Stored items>
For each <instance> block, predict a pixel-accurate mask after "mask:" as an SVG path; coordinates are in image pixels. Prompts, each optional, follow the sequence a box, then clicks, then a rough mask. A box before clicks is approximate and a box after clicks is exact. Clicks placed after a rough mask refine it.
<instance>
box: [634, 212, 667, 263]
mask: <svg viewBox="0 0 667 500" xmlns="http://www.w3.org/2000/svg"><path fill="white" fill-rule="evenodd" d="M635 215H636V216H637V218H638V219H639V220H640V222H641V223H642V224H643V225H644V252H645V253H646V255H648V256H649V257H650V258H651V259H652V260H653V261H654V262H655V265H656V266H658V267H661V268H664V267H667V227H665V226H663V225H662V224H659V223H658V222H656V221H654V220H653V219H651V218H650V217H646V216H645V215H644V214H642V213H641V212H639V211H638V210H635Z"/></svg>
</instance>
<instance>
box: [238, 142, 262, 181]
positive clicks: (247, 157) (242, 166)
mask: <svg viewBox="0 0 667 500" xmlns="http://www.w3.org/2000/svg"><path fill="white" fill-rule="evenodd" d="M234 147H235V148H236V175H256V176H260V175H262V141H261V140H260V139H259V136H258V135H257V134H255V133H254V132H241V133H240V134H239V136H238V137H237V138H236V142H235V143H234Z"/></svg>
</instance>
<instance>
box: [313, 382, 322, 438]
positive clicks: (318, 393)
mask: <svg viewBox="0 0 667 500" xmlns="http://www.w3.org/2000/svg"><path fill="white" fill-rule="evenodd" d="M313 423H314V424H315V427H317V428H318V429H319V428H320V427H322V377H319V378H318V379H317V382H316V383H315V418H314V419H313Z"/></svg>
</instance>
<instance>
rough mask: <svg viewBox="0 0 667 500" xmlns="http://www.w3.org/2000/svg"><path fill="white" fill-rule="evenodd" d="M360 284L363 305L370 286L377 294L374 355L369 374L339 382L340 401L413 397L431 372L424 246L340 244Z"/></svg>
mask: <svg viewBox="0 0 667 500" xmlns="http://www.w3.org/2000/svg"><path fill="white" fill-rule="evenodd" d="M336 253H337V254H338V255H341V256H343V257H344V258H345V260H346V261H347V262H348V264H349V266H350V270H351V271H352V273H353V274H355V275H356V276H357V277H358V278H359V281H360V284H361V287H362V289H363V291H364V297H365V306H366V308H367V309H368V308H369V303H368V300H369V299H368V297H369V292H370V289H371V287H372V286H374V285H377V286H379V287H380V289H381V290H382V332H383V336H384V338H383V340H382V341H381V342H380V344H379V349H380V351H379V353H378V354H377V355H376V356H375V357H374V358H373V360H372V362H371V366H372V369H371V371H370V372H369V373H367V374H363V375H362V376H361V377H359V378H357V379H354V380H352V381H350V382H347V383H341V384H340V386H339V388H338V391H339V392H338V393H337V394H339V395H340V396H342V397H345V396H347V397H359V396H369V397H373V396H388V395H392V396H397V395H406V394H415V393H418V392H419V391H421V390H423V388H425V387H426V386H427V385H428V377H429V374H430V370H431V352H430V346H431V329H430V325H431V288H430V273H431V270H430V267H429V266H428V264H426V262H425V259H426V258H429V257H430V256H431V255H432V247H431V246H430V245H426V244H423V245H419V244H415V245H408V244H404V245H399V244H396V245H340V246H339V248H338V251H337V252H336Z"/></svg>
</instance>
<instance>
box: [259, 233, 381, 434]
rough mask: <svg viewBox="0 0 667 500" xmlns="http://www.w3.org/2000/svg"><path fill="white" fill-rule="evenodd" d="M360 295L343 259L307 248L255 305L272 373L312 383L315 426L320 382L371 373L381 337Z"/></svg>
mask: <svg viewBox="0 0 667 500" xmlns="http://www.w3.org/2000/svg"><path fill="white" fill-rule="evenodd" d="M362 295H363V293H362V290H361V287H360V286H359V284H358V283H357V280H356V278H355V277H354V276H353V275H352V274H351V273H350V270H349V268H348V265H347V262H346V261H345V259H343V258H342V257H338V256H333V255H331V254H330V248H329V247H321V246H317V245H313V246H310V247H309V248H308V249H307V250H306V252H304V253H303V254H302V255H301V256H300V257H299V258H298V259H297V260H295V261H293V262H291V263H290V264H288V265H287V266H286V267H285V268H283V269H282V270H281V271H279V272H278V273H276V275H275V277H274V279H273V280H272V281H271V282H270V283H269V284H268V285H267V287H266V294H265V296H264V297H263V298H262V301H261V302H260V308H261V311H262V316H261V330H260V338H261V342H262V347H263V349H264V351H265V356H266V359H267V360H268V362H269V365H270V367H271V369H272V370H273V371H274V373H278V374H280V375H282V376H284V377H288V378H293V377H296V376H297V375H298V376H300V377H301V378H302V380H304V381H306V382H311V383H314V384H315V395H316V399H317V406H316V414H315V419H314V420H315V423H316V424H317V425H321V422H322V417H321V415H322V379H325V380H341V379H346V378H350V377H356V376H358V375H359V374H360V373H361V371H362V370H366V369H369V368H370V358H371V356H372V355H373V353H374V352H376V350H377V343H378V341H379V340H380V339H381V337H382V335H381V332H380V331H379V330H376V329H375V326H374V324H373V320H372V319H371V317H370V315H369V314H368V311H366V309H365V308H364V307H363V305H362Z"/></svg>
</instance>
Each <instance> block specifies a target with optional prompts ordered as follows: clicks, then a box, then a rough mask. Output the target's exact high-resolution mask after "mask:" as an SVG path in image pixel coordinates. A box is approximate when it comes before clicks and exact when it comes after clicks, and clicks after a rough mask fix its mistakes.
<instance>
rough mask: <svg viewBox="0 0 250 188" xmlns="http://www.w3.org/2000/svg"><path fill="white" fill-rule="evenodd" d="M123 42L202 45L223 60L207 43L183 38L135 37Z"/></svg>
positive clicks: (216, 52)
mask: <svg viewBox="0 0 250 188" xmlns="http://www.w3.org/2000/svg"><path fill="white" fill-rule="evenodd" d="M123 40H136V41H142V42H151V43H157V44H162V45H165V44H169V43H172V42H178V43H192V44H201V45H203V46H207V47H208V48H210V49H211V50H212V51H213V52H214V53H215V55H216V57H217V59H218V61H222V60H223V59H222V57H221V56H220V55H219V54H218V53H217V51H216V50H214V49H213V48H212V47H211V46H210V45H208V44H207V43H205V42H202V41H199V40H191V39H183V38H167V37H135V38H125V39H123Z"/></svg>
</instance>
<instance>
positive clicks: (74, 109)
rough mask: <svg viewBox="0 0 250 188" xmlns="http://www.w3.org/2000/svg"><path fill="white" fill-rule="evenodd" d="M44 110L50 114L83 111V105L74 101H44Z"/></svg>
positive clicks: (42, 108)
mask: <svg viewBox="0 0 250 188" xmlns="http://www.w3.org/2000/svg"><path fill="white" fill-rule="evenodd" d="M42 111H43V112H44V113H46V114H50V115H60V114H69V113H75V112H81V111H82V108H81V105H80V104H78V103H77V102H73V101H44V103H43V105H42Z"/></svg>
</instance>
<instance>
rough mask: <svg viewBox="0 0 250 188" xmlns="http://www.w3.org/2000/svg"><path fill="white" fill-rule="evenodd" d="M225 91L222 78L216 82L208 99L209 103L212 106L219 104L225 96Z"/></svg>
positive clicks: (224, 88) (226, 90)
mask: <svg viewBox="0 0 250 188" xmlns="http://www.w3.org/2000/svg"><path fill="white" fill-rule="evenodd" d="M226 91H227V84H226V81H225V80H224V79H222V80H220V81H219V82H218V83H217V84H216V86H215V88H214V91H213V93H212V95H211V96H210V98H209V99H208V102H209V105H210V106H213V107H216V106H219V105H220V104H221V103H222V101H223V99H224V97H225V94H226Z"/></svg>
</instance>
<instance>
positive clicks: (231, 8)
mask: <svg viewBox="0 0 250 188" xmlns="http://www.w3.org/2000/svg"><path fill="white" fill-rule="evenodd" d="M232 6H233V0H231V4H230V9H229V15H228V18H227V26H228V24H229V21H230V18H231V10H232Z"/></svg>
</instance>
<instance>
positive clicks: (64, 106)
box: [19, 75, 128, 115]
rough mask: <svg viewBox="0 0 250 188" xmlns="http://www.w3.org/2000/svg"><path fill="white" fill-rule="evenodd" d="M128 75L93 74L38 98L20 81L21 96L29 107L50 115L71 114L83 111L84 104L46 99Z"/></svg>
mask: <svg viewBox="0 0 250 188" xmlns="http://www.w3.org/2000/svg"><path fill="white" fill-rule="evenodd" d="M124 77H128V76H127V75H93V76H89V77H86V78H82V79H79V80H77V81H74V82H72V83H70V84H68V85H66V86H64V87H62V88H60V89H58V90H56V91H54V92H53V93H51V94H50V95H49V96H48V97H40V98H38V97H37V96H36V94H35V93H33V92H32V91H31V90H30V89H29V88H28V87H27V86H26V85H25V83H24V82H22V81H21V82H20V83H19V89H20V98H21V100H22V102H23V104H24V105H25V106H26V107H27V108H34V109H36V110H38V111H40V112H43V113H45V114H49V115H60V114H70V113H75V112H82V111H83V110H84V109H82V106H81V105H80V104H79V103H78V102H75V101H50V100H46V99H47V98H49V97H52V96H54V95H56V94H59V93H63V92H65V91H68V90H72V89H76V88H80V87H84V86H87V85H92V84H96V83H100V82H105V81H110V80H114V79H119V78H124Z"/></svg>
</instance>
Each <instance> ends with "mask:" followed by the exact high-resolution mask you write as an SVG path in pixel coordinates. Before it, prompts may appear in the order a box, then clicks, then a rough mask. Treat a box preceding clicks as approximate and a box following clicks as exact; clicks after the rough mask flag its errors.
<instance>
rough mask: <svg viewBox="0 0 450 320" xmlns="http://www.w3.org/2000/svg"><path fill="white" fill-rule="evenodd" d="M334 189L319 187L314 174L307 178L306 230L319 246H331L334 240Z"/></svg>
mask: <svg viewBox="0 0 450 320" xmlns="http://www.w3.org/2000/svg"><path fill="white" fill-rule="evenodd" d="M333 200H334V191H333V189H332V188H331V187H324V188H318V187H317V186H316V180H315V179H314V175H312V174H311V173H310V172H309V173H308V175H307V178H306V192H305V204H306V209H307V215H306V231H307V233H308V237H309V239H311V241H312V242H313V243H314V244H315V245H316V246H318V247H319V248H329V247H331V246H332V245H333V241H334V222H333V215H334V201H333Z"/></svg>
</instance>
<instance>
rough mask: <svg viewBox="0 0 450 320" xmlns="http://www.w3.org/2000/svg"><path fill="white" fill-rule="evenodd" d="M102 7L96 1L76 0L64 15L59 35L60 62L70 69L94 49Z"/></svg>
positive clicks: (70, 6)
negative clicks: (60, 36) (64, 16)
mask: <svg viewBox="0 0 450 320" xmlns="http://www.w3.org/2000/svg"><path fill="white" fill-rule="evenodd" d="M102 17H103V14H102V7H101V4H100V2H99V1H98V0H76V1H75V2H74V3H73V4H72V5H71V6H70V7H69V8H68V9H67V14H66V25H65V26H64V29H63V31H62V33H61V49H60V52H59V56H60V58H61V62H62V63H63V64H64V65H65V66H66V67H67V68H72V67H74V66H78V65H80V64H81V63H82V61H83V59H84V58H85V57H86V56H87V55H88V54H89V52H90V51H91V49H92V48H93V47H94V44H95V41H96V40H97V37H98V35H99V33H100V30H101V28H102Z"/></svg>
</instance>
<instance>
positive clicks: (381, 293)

What you will do> Using the data above, reproduce exactly the lines from the line that contains "positive clicks: (74, 109)" through the line that contains "box: [19, 75, 128, 115]", including both.

Reply>
positive clicks: (74, 109)
rough mask: <svg viewBox="0 0 250 188" xmlns="http://www.w3.org/2000/svg"><path fill="white" fill-rule="evenodd" d="M44 110L50 114L83 111V105L74 101H44Z"/></svg>
positive clicks: (42, 108)
mask: <svg viewBox="0 0 250 188" xmlns="http://www.w3.org/2000/svg"><path fill="white" fill-rule="evenodd" d="M42 111H43V112H44V113H46V114H50V115H60V114H69V113H75V112H81V111H82V108H81V105H80V104H78V103H77V102H73V101H44V103H43V105H42Z"/></svg>
</instance>
<instance>
rough mask: <svg viewBox="0 0 250 188" xmlns="http://www.w3.org/2000/svg"><path fill="white" fill-rule="evenodd" d="M225 91L222 78L216 82L208 99L209 103L212 106L219 104L225 96Z"/></svg>
positive clicks: (224, 88) (226, 90)
mask: <svg viewBox="0 0 250 188" xmlns="http://www.w3.org/2000/svg"><path fill="white" fill-rule="evenodd" d="M226 91H227V84H226V81H225V80H224V79H222V80H220V81H219V82H218V83H217V84H216V86H215V88H214V91H213V93H212V95H211V96H210V98H209V99H208V102H209V105H210V106H213V107H216V106H219V105H220V104H221V103H222V101H223V99H224V97H225V94H226Z"/></svg>
</instance>
<instance>
positive clicks: (231, 8)
mask: <svg viewBox="0 0 250 188" xmlns="http://www.w3.org/2000/svg"><path fill="white" fill-rule="evenodd" d="M232 6H233V0H231V4H230V9H229V15H228V18H227V26H228V24H229V21H230V18H231V10H232Z"/></svg>
</instance>
<instance>
positive clicks: (64, 106)
box: [19, 75, 128, 115]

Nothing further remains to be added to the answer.